> [TASK GOAL]:
Could you quote the data word for word, from the line containing "-- select a point on the wolf" up to and including the line containing "[(116, 337), (108, 337), (268, 356)]"?

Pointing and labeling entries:
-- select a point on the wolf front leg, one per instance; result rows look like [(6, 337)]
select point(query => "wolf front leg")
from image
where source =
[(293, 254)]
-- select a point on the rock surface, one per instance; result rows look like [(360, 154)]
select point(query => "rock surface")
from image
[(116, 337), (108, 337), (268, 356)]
...
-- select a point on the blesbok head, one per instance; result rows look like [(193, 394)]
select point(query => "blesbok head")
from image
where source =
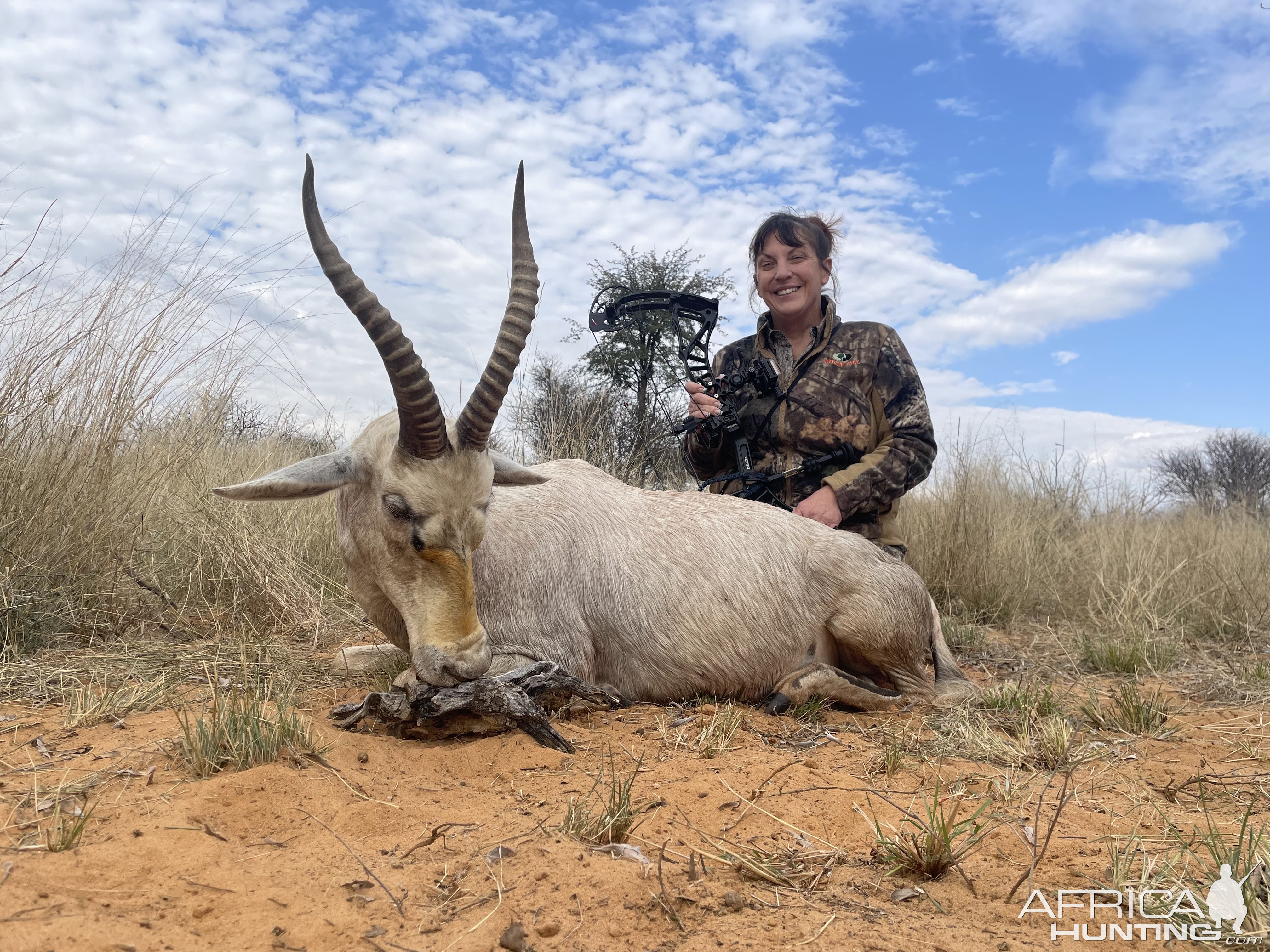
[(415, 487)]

> [SOLUTION TO THIS EXERCISE]:
-- select a point on the wolf front leg, one per instance; result rows look like [(6, 337)]
select point(query => "wolf front leg")
from image
where source =
[(293, 254)]
-- select a point on the rock surface, one per instance; result rows look like [(360, 154)]
select point(query => "rock surface")
from image
[(116, 337), (108, 337), (268, 356)]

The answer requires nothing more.